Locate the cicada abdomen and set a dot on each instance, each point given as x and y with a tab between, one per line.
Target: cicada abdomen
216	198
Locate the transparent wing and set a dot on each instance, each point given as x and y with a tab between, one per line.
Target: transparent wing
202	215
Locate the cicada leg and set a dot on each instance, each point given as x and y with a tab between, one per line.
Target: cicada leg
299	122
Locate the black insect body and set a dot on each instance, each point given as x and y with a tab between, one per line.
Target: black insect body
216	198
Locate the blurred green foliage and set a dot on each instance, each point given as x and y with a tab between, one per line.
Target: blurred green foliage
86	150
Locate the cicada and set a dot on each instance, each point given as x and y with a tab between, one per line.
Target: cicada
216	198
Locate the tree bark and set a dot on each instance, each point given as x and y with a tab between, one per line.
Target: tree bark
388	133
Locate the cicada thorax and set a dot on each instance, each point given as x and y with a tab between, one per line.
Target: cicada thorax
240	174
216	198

- [Short problem]: Could you give all of the lines above as a numbered list, leaving out any blank lines?

- [Answer in full]:
1. Locate the cicada abdomen and set a dot on each instance, each point given as x and y with a tab between, one per line.
2. Target: cicada abdomen
3. 216	198
4. Locate the transparent wing and set a dot on each instance, each point given as x and y with a tab between, one per line.
5. Target: transparent wing
6. 202	215
7. Locate the cicada leg and set a dot on each instance, each point given as x and y with a tab between, one per line.
8. Target: cicada leg
9. 299	122
10. Locate the black insect body and set a dot on each instance, each point given as x and y with a tab between, one per line.
11. Target: black insect body
12. 216	198
13. Locate the blurred green foliage and set a dot on each instance, each point given as x and y with a tab between, one per line.
14. Target: blurred green foliage
15. 86	150
16. Locate the cicada and set a dot on each instance, each point given as x and y with a tab between, one per line.
17. Target: cicada
18. 216	198
19. Locate the tree bark and set a dot on each instance, each point given as x and y with a tab between, one per line.
20. Target: tree bark
21. 388	133
22. Locate the cicada thorax and set a dot on each instance, each point given as x and y with a tab between, one per line.
23. Target: cicada thorax
24. 240	174
25. 216	198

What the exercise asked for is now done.